* [TEXT SEGMENT]
::::

The 2010 Auburn, Alabama municipal election was held August 24, 2010, to elect the mayor and all eight members of the city council.

==Mayoral election==

===Candidates===
====Bill Ham Jr.====
On April 20, 2010, incumbent mayor Bill Ham Jr. announced his bid for re-election, aiming for a fourth consecutive term. His campaign chairman was also confirmed to be Charles Pick at this time. He officially qualified for the ballot on July 7, 2010.

====Paul Thompson====
Thompson was the manager of Skybar in downtown Auburn. He labelled himself as a Christian conservative, primarily running to ensure that Ham did not run unopposed.

===Results===
Ham would go on to beat his only opponent, Paul Thompson in a landslide victory.

2010 Auburn, Alabama mayoral election
| Candidate |  | Votes | % |
|---|---|---|---|
| Bill Ham Jr. |  | 2,768 | 80.9% |
| Paul Thompson |  | 518 | 19.1% |
| Total votes |  | 2,686 | 100.0% |

==City council elections==
The list of candidates was confirmed 20 July 2010.

::::

* [GIVEN INFORMATION]
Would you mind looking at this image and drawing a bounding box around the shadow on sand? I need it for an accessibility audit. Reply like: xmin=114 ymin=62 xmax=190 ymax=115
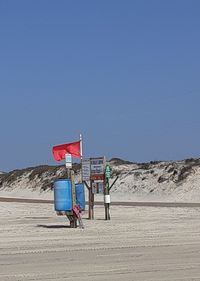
xmin=36 ymin=224 xmax=71 ymax=228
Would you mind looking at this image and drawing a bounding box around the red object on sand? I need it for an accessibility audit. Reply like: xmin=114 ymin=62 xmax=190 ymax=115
xmin=52 ymin=141 xmax=81 ymax=161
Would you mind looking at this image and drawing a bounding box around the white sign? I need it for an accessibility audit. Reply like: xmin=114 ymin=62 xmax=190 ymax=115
xmin=82 ymin=159 xmax=90 ymax=181
xmin=90 ymin=157 xmax=105 ymax=175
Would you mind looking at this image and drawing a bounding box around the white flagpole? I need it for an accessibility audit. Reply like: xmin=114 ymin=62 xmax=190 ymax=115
xmin=80 ymin=134 xmax=83 ymax=182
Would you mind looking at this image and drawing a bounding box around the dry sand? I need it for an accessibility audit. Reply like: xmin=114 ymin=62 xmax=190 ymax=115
xmin=0 ymin=202 xmax=200 ymax=281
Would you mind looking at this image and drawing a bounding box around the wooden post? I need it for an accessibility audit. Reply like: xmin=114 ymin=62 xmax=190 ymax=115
xmin=70 ymin=170 xmax=77 ymax=228
xmin=88 ymin=180 xmax=94 ymax=220
xmin=104 ymin=178 xmax=110 ymax=220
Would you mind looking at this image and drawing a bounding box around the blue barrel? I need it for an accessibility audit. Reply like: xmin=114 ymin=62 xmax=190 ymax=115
xmin=54 ymin=179 xmax=72 ymax=211
xmin=75 ymin=183 xmax=85 ymax=210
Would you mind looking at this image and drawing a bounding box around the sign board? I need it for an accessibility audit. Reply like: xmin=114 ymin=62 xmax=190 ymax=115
xmin=65 ymin=154 xmax=72 ymax=168
xmin=105 ymin=165 xmax=111 ymax=179
xmin=92 ymin=181 xmax=104 ymax=194
xmin=90 ymin=157 xmax=105 ymax=176
xmin=82 ymin=159 xmax=90 ymax=181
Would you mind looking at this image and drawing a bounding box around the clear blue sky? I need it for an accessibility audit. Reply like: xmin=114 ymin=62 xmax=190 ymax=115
xmin=0 ymin=0 xmax=200 ymax=171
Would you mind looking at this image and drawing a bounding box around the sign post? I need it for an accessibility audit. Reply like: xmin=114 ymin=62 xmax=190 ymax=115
xmin=104 ymin=165 xmax=111 ymax=220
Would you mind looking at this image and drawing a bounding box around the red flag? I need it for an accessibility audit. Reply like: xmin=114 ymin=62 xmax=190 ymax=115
xmin=52 ymin=141 xmax=81 ymax=161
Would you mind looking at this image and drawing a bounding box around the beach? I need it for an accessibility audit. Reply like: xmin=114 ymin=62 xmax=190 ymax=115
xmin=0 ymin=202 xmax=200 ymax=281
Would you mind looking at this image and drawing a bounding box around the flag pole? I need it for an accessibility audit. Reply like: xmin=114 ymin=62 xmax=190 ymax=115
xmin=80 ymin=134 xmax=83 ymax=182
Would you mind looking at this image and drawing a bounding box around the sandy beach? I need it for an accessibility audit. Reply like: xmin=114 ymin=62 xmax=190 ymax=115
xmin=0 ymin=202 xmax=200 ymax=281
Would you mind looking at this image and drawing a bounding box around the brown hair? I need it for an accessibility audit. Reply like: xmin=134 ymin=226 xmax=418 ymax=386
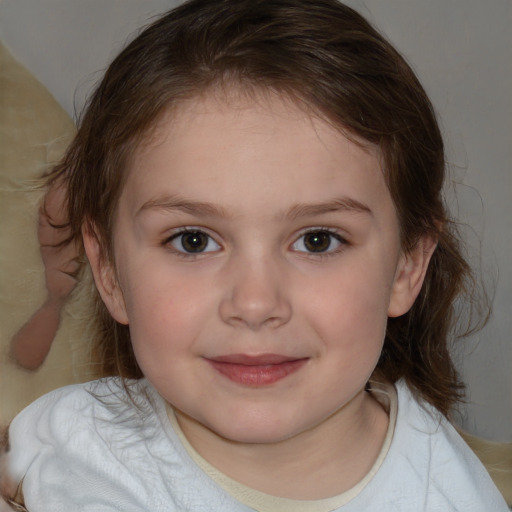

::::

* [BRIEF]
Reproduce word for word the part of the Auburn election passage starting with "The 2010 Auburn, Alabama" and going on through "not run unopposed.". The items have nothing to do with the Auburn election passage.

* [RESULT OF THE EXERCISE]
The 2010 Auburn, Alabama municipal election was held August 24, 2010, to elect the mayor and all eight members of the city council.

==Mayoral election==

===Candidates===
====Bill Ham Jr.====
On April 20, 2010, incumbent mayor Bill Ham Jr. announced his bid for re-election, aiming for a fourth consecutive term. His campaign chairman was also confirmed to be Charles Pick at this time. He officially qualified for the ballot on July 7, 2010.

====Paul Thompson====
Thompson was the manager of Skybar in downtown Auburn. He labelled himself as a Christian conservative, primarily running to ensure that Ham did not run unopposed.